DEPT ALSO FOR EUR/WE, DRL/IL, INR/EUC, EUR/ERA, EUR/PPD, 
AND EB 
DEPT OF COMMERCE FOR ITA 
DEPT OF LABOR FOR ILAB 

E.O. 12958: DECL: 04/07/2015 
TAGS: PGOV ELAB EU FR PINR SOCI ECON
SUBJECT: FORMER PRIME MINISTER RAFFARIN: CHIRAC SHOULD REIN 
IN VILLEPIN AND SARKOZY SHOULD QUIT THE GOVERNMENT 


Classified By: Ambassador Craig Stapleton for reasons 1.4 (b) and (d) 

SUMMARY 
-------- 
1. (C) Former Prime Minister Jean-Pierre Raffarin confided 
to Ambassador Stapleton during a June 15 lunch that he was 
worried by President Chirac's waning authority. Raffarin 
said he had advised the president on the importance of 
restoring the respective roles of the presidency, prime 
minister and government, and parliament. Raffarin said that 
Prime Minister de Villepin was overstepping the prerogatives 
of his office and needed to be reminded of President 
Chirac,s ultimate authority. Raffarin also said he was 
advising Nicolas Sarkozy to withdraw from the government to 
focus on his presidential campaign. Noting that he would be 
actively supporting Sarkozy in 2007, Raffarin said Sarkozy 
had both the "image and mettle" to needed to succeed -- 
campaign to victory and thereafter successfully wield power. 
He doubted this was the case for Socialist Party (PS) 
front-runner Segolene Royal. Raffarin envisioned U.S.-Europe 
relations as an equal partnership, working in parallel 
towards common goals. Raffarin worried that, although the 
U.S. and French governments may understand each other well, 
American and French society are growing farther apart, and 
that there were no government figures or public intellectuals 
able to explain America to France with media presence to make 
a difference. END SUMMARY. 

CHIRAC'S WANING AUTHORITY 
------------------------- 
2. (C) Over lunch with Ambassador Stapleton on June 15, 
former Prime Minister Jean-Pierre Raffarin confided that 
President's Chirac's continuing "absence" from the political 
scene was worrisome. Raffarin lamented Chirac's waning 
authority during the president's last full year in office.

Recorded information:
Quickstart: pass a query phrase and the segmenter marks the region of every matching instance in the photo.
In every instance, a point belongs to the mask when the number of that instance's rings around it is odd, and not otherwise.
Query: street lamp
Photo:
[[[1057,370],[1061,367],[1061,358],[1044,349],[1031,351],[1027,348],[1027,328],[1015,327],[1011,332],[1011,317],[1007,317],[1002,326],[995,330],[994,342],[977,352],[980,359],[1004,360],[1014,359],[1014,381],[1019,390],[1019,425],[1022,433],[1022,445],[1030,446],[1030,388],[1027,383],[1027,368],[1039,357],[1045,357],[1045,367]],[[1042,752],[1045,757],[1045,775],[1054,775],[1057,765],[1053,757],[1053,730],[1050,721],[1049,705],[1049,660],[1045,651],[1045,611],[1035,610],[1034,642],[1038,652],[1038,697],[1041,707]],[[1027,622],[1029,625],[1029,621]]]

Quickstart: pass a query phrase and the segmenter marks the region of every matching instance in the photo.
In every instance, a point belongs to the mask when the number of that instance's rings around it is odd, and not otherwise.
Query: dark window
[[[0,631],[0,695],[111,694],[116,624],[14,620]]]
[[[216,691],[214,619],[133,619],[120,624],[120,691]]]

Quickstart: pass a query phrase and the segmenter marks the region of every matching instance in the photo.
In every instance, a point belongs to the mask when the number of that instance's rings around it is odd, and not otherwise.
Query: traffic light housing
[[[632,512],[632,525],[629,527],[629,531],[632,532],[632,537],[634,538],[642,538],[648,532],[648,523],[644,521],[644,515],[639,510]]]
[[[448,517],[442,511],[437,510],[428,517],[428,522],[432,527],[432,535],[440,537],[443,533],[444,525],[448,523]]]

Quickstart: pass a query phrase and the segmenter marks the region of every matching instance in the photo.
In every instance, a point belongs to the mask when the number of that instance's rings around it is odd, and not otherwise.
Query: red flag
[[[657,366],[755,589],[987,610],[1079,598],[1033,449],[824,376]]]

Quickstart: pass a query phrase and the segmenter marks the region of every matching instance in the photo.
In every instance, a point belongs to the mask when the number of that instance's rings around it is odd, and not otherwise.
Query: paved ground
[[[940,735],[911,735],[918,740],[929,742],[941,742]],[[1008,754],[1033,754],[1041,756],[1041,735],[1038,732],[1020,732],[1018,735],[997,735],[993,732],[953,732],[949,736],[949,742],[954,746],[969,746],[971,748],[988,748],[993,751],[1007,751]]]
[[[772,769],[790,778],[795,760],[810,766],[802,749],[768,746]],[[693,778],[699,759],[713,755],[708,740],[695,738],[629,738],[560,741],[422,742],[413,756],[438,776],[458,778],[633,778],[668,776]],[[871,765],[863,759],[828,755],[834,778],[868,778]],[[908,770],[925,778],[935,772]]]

Your task: Please proceed with the diplomatic cable above on Jean-Pierre Raffarin's June 15 lunch with Ambassador Stapleton, writing on from its last sentence.

Result of this exercise:
He said Chirac's diminished stature, along with Villepin's 
excesses, had upset the balanced functioning of the 
institutions of the Fifth Republic. 

REPAIRING "INSTITUTIONAL DYSFUNCTIONALISM" 
---------------------------------------- 
3. (C) Repairing what Raffarin termed "institutional 
dysfunctionalism" would require making sure the prime 
minister respects the authority of the president. He said 
the role of the prime minister was to protect the president 
during political crises. Raffarin compared this function to 
that of an air bag in a car accident -- and "not vice versa." 
In Raffarin,s view, Villepin has managed to use the 
Presidency to protect himself from the consequences of his 
own failure in managing the First Employment Contract (CPE) 
last Spring. 

CHIRAC AND VILLEPIN -- "A PAINFUL RELATIONSHIP"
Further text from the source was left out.